GIVEN REQUEST A: According to the revenue highlights, why did finance income decrease in the quarter?

— BEGIN PASSAGE SHOWN —

Key revenue highlights

  • Management fees were $40 million for the quarter, up 9% from $36.6 million for the quarter ended March 31, 2024. Net fees were $35.6 million for the quarter, up 9% from $32.7 million for the quarter ended March 31, 2024. Our revenue performance in the quarter was primarily due to higher average AUM on strong market value appreciation and inflows to our precious metals physical trusts, partially offset by ongoing weaker market valuations of our critical materials product offerings.
  • Commission revenues were $0.3 million for the quarter, down 73% from $1 million for the quarter ended March 31, 2024. Net commissions were $0.2 million for the quarter, down 64% from $0.5 million for the quarter ended March 31, 2024. Commission revenue was lower in the quarter mainly due to a lack of at-the-market ("ATM") activity in our critical materials physical trusts.
  • Finance income was $1.4 million for the quarter, down 23% from $1.8 million for the quarter ended March 31, 2024. The decrease in the quarter was due to lower income generation in co-investment positions we hold in our LPs managed in our private strategies segment.

— END PASSAGE SHOWN —
— BEGIN RECORDS SHOWN —

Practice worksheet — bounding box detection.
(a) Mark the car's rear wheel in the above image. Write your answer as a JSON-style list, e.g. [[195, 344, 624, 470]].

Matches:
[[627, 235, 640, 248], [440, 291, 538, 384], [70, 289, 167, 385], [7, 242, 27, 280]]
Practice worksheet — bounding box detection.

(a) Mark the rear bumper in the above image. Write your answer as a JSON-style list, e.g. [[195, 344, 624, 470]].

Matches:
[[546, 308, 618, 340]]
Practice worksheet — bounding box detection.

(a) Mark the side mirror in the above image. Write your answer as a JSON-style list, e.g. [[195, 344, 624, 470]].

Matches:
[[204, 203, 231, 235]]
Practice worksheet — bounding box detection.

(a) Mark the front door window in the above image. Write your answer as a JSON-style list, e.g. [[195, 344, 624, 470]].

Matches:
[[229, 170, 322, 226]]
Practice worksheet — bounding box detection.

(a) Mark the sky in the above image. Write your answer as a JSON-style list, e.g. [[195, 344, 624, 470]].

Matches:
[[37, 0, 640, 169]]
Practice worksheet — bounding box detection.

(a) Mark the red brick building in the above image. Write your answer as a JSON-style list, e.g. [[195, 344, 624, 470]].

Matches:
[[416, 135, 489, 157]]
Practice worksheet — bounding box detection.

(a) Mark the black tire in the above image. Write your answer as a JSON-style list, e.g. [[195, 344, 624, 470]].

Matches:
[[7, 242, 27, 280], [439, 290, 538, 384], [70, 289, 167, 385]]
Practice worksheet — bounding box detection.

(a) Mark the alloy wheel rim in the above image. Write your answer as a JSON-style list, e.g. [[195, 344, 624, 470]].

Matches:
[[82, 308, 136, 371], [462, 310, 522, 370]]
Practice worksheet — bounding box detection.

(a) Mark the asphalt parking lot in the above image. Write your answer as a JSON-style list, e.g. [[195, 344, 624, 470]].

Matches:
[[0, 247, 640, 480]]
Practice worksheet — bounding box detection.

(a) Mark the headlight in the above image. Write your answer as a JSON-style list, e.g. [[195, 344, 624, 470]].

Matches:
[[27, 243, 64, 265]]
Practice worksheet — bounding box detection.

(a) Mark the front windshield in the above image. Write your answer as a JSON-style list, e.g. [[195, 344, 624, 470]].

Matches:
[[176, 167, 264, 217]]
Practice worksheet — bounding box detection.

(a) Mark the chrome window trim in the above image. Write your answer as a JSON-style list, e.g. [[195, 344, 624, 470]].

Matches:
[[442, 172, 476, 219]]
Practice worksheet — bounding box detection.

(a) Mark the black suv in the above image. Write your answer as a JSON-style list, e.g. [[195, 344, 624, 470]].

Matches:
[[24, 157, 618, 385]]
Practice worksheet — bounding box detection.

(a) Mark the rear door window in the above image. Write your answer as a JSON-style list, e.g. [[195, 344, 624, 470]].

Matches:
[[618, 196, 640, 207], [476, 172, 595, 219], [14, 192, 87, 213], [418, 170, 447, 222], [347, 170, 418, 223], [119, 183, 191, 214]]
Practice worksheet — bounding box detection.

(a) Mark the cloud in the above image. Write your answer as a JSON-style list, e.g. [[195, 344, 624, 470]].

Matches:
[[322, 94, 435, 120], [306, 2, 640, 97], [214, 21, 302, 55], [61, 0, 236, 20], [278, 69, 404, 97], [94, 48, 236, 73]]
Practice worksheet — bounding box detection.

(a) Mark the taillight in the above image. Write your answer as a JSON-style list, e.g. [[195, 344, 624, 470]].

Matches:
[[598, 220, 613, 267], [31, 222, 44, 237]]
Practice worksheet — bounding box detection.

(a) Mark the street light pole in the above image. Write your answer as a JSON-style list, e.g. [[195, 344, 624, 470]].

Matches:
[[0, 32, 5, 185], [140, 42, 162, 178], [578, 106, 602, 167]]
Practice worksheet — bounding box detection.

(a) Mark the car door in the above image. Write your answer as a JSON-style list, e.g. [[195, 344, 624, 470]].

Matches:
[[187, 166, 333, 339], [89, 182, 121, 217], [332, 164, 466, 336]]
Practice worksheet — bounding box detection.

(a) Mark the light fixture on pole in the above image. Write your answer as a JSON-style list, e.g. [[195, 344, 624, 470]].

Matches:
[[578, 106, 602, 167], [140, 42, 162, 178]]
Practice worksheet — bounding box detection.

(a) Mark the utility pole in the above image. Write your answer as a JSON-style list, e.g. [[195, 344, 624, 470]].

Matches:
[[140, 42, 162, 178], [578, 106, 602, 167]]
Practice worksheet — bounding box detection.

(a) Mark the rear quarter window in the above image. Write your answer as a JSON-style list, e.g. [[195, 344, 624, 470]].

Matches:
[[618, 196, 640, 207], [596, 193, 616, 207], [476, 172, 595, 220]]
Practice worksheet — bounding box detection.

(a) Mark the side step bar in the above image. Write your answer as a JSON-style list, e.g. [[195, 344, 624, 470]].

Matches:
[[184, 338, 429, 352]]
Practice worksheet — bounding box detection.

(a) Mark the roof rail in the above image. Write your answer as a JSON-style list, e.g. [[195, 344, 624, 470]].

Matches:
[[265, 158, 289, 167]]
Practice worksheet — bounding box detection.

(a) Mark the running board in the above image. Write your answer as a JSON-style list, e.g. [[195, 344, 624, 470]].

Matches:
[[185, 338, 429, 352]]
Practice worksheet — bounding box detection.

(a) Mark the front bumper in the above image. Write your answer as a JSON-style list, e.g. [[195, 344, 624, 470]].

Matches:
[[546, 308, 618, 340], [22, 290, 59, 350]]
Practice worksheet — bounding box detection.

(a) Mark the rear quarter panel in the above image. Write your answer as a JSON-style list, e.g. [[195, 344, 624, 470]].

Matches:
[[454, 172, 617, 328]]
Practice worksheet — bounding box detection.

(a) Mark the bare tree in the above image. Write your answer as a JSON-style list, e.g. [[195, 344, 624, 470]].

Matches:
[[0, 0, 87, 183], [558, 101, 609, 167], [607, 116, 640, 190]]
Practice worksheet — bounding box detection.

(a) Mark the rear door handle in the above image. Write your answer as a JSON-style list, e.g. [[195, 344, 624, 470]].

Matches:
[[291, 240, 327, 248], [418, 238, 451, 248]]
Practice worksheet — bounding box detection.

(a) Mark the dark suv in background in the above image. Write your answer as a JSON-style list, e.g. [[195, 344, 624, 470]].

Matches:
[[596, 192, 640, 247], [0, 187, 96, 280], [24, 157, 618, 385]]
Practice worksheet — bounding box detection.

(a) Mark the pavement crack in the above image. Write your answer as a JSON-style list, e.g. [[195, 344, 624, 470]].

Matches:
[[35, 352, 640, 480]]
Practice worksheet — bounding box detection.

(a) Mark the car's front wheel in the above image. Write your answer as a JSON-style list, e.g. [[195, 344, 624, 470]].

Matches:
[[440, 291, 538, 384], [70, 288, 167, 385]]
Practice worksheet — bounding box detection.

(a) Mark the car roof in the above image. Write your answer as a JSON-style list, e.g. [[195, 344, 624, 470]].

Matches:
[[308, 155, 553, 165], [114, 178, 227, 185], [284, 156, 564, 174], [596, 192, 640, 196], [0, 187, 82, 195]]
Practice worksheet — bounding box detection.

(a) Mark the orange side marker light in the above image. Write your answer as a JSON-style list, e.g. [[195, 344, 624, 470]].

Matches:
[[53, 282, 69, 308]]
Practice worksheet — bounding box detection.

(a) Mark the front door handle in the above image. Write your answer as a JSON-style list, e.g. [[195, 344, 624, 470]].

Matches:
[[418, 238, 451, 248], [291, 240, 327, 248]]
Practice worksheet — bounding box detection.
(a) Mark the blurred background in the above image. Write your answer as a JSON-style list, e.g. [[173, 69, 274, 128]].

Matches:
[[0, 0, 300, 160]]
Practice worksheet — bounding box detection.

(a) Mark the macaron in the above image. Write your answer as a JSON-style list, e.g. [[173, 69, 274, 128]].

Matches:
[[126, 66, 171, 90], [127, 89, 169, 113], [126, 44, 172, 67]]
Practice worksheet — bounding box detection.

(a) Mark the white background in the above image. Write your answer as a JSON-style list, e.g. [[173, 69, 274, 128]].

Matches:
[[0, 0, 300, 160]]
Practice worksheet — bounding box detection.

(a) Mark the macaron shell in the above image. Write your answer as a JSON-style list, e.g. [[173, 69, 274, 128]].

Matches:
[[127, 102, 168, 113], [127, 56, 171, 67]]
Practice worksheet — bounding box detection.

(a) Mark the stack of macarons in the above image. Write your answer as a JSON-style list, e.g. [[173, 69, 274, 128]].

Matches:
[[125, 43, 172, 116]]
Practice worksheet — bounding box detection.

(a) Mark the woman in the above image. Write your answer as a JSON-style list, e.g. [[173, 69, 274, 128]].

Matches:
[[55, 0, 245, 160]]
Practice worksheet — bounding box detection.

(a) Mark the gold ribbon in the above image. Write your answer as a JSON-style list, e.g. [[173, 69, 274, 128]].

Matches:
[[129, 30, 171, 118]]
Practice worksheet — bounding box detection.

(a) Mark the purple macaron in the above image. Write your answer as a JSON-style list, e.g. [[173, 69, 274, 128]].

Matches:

— END RECORDS SHOWN —

GIVEN REQUEST B: In the records, from the beginning down to the line containing "289, 167, 385]]", change "Practice worksheet" to "Exercise sheet" and keep everything else the same.

TASK SOLUTION A: Finance income decreased because of lower income generation in the co-investment positions held in the LPs managed in the private strategies segment.

TASK SOLUTION B:
Exercise sheet — bounding box detection.
(a) Mark the car's rear wheel in the above image. Write your answer as a JSON-style list, e.g. [[195, 344, 624, 470]].

Matches:
[[627, 235, 640, 248], [440, 291, 538, 384], [70, 289, 167, 385], [7, 242, 27, 280]]
Exercise sheet — bounding box detection.

(a) Mark the rear bumper in the above image. Write your answer as a JSON-style list, e.g. [[195, 344, 624, 470]].

Matches:
[[546, 308, 618, 340]]
Exercise sheet — bounding box detection.

(a) Mark the side mirror in the above image. Write your answer as a JSON-style list, e.g. [[195, 344, 624, 470]].

Matches:
[[204, 203, 231, 235]]
Exercise sheet — bounding box detection.

(a) Mark the front door window in the above image. Write your answer as a JSON-style list, e.g. [[195, 344, 624, 470]].

Matches:
[[229, 170, 322, 226]]
Exercise sheet — bounding box detection.

(a) Mark the sky in the above image. Write your answer as a JSON-style list, e.g. [[195, 344, 624, 470]].

Matches:
[[37, 0, 640, 169]]
Exercise sheet — bounding box detection.

(a) Mark the red brick building in the above image. Write your answer as a JSON-style list, e.g. [[195, 344, 624, 470]].

Matches:
[[416, 135, 489, 157]]
Exercise sheet — bounding box detection.

(a) Mark the black tire in the above image. Write your answer as a JSON-style list, e.g. [[195, 344, 624, 470]].

Matches:
[[7, 242, 27, 280], [439, 290, 538, 384], [70, 289, 167, 385]]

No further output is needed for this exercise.